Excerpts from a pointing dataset
:::::

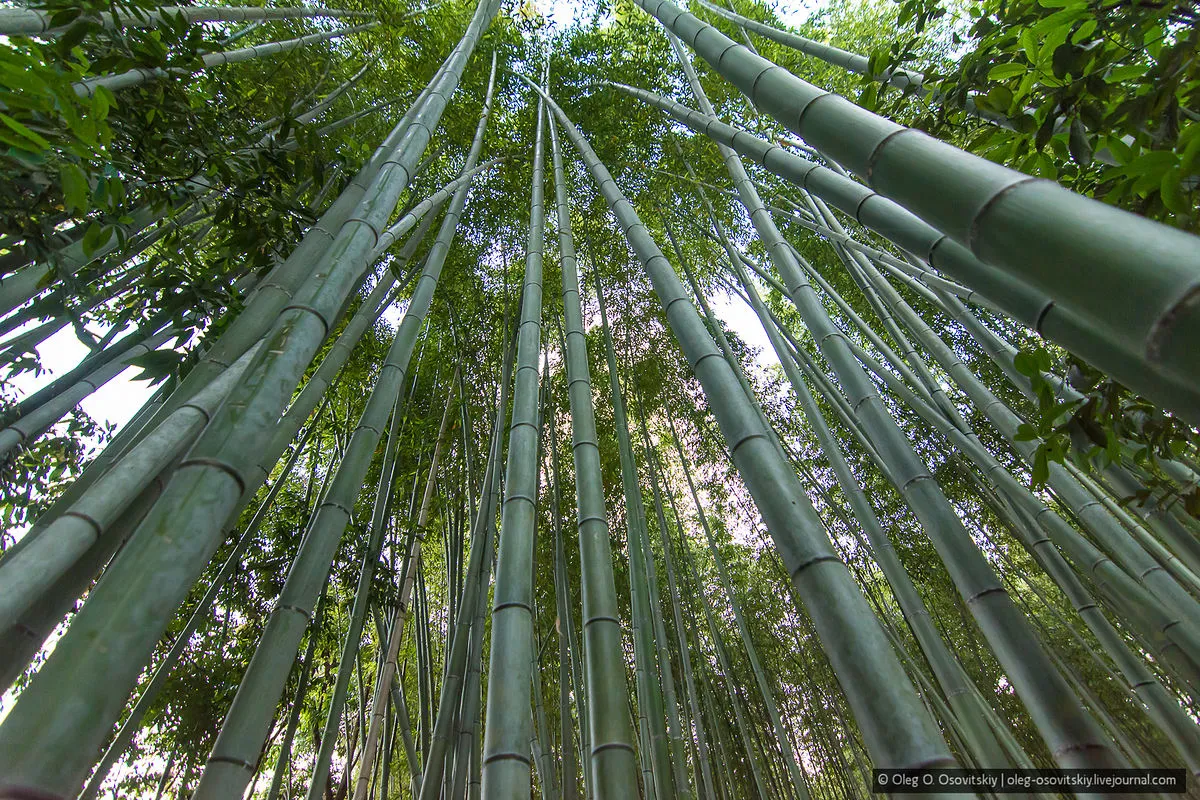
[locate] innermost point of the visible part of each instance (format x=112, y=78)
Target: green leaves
x=76, y=188
x=1006, y=71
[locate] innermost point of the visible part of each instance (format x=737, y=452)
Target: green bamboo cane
x=1116, y=583
x=31, y=426
x=132, y=722
x=27, y=22
x=39, y=747
x=856, y=264
x=1030, y=305
x=1035, y=230
x=138, y=76
x=564, y=627
x=28, y=575
x=701, y=743
x=473, y=587
x=609, y=739
x=798, y=782
x=1073, y=737
x=299, y=410
x=1104, y=527
x=507, y=765
x=401, y=613
x=822, y=579
x=850, y=61
x=351, y=647
x=468, y=764
x=287, y=277
x=546, y=770
x=670, y=697
x=1164, y=710
x=723, y=657
x=298, y=701
x=651, y=704
x=946, y=668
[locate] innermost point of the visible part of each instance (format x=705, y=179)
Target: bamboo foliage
x=791, y=519
x=918, y=540
x=509, y=723
x=161, y=567
x=609, y=740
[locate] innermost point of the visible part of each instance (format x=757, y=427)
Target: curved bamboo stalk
x=139, y=76
x=352, y=643
x=132, y=723
x=474, y=588
x=46, y=741
x=701, y=743
x=37, y=421
x=247, y=721
x=379, y=698
x=954, y=681
x=1025, y=302
x=30, y=22
x=649, y=696
x=30, y=572
x=610, y=741
x=847, y=626
x=1033, y=230
x=507, y=765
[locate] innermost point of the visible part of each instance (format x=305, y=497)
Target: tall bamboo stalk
x=47, y=740
x=507, y=765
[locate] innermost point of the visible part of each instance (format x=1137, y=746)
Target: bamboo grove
x=666, y=404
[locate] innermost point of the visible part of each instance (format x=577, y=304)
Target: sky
x=118, y=401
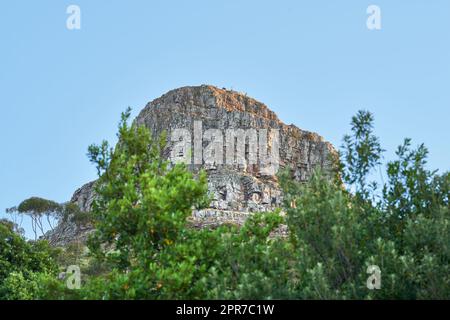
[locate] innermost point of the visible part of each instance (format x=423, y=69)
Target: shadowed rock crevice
x=236, y=189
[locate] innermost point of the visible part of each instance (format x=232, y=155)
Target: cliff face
x=241, y=185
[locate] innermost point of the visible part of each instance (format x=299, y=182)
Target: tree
x=23, y=264
x=361, y=152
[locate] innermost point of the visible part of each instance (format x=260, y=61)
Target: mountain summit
x=228, y=134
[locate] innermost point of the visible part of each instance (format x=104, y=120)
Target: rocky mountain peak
x=239, y=186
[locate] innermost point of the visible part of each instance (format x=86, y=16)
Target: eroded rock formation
x=237, y=189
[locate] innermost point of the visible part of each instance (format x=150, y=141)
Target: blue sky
x=314, y=63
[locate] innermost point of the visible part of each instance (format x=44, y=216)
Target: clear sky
x=314, y=63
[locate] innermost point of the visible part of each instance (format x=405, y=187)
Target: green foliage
x=23, y=265
x=361, y=152
x=144, y=248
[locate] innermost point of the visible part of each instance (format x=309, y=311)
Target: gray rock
x=237, y=189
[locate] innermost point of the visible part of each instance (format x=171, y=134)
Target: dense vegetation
x=340, y=223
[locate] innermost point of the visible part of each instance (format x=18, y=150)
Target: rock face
x=238, y=186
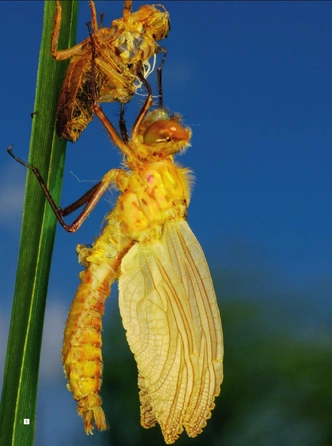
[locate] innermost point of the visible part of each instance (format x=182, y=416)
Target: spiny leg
x=159, y=77
x=122, y=124
x=90, y=198
x=127, y=9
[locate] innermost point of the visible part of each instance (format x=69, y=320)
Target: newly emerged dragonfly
x=118, y=53
x=166, y=296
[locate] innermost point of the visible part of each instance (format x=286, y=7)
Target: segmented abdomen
x=81, y=353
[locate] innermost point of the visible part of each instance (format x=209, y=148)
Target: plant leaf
x=19, y=393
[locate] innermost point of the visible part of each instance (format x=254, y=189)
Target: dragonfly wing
x=169, y=309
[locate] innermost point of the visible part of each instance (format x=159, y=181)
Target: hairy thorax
x=153, y=195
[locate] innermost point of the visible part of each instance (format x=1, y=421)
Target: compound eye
x=164, y=131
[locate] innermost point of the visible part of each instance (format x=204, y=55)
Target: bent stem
x=19, y=392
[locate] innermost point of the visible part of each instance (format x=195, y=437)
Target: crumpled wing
x=169, y=309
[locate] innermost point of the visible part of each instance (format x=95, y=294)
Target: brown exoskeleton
x=107, y=62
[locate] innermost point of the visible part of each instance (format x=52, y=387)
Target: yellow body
x=166, y=296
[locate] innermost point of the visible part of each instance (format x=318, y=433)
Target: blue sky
x=253, y=81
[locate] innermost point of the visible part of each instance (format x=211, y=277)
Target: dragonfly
x=167, y=300
x=107, y=63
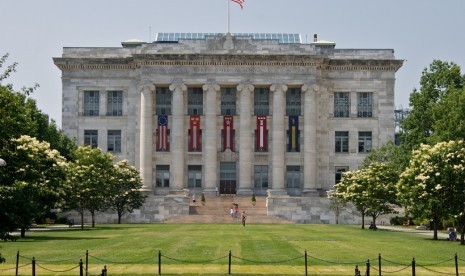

:::::

• **Job**
Substitute "center point" for "innermost point" everywhere in the material above, change nothing else, and leave the pictures out.

• **Correct response**
[locate] center point of the visible part of each instance (format x=112, y=78)
Target: green leaves
x=76, y=188
x=1006, y=71
[locate] center point of the visible part of each instance (format x=737, y=452)
Target: green bamboo cane
x=1116, y=583
x=31, y=426
x=132, y=722
x=27, y=22
x=39, y=747
x=856, y=264
x=1030, y=305
x=1035, y=230
x=138, y=76
x=564, y=627
x=28, y=575
x=701, y=743
x=473, y=587
x=609, y=739
x=798, y=782
x=1073, y=737
x=299, y=410
x=1104, y=527
x=507, y=765
x=401, y=613
x=822, y=579
x=850, y=61
x=351, y=647
x=468, y=764
x=287, y=277
x=546, y=770
x=670, y=697
x=1164, y=710
x=723, y=657
x=298, y=701
x=651, y=704
x=946, y=668
[locate] center point of the visible part of each instance (format x=705, y=179)
Target: bamboo foliage
x=791, y=519
x=918, y=540
x=509, y=723
x=161, y=567
x=609, y=740
[locate] center point of the visible part of each instance (format x=757, y=427)
Target: curved bamboo stalk
x=139, y=76
x=352, y=643
x=132, y=723
x=474, y=588
x=46, y=741
x=701, y=743
x=37, y=421
x=247, y=721
x=379, y=698
x=954, y=681
x=1025, y=302
x=30, y=22
x=649, y=696
x=30, y=572
x=610, y=741
x=847, y=626
x=1033, y=230
x=507, y=765
[locate] center point of the visible part of each instance (format x=305, y=497)
Target: tall bamboo stalk
x=47, y=740
x=507, y=765
[locate] center point of the visible part of each instance (format x=1137, y=746)
Target: bamboo grove
x=666, y=404
[locate] center point of the visible part of each instance (format x=577, y=304)
Target: sky
x=118, y=401
[locate] center point of the visible part of each instance (format x=423, y=69)
Target: shadowed rock crevice
x=236, y=189
[locate] center point of the visible part of each instance (format x=232, y=155)
Target: cliff face
x=241, y=185
[locate] center point of the visible part of each instance (format x=299, y=182)
Target: tree
x=23, y=264
x=361, y=152
[locate] center point of the visible part of each instance (format x=260, y=61)
Target: mountain summit
x=228, y=134
[locate] center point of the visible part of each instance (format x=104, y=120)
Target: rocky mountain peak
x=239, y=186
[locate] center point of the visible part of each instance (format x=86, y=16)
Target: eroded rock formation
x=237, y=189
[locate] center point of the visible part of each instance (format x=150, y=141)
Target: blue sky
x=314, y=63
[locate] center point of the visible part of each instance (format x=44, y=216)
Target: clear sky
x=314, y=63
[locate] center point of the visible part of each instance (format x=405, y=187)
Target: green foliage
x=23, y=265
x=361, y=152
x=144, y=248
[locate] center point of the visible part of each instance (format x=309, y=311)
Target: gray rock
x=237, y=189
[locate] center point of the visible part of each instance (format x=171, y=134)
Target: dense vegetation
x=340, y=223
[locate] center point of the visible part of each instance (format x=18, y=150)
Target: rock face
x=238, y=186
[locate] center point of the visible part of each instance (format x=182, y=416)
Target: spiny leg
x=159, y=77
x=122, y=124
x=90, y=198
x=127, y=9
[locate] center point of the visible part of each instance (format x=69, y=320)
Target: newly emerged dragonfly
x=118, y=53
x=166, y=296
[locate] center point of the visible part of each instance (format x=286, y=7)
Target: segmented abdomen
x=81, y=353
[locate] center point of the visible part of each instance (format x=209, y=148)
Target: plant leaf
x=19, y=393
[locate] center point of the visible part of each instance (format x=254, y=189)
Target: dragonfly wing
x=169, y=309
[locate] center point of the visible part of each instance (format x=159, y=181)
Target: hairy thorax
x=153, y=195
[locate] center point of the visible part of each instance (format x=1, y=421)
Target: compound eye
x=164, y=131
[locate] center point of the visible part of each instance (format x=204, y=55)
Target: bent stem
x=19, y=392
[locate] center point of the visible part of each instance (format x=195, y=437)
Target: crumpled wing
x=169, y=309
[locate] center point of the visible part of each instance (format x=95, y=294)
Target: brown exoskeleton
x=107, y=62
[locate] center point of the visible part of each instance (format x=52, y=387)
Target: yellow body
x=166, y=296
[locate] center point of the visible part of each instance (format x=318, y=433)
Target: blue sky
x=253, y=81
[locate] center point of the visible part of each instance (format x=211, y=277)
Target: dragonfly
x=167, y=300
x=107, y=63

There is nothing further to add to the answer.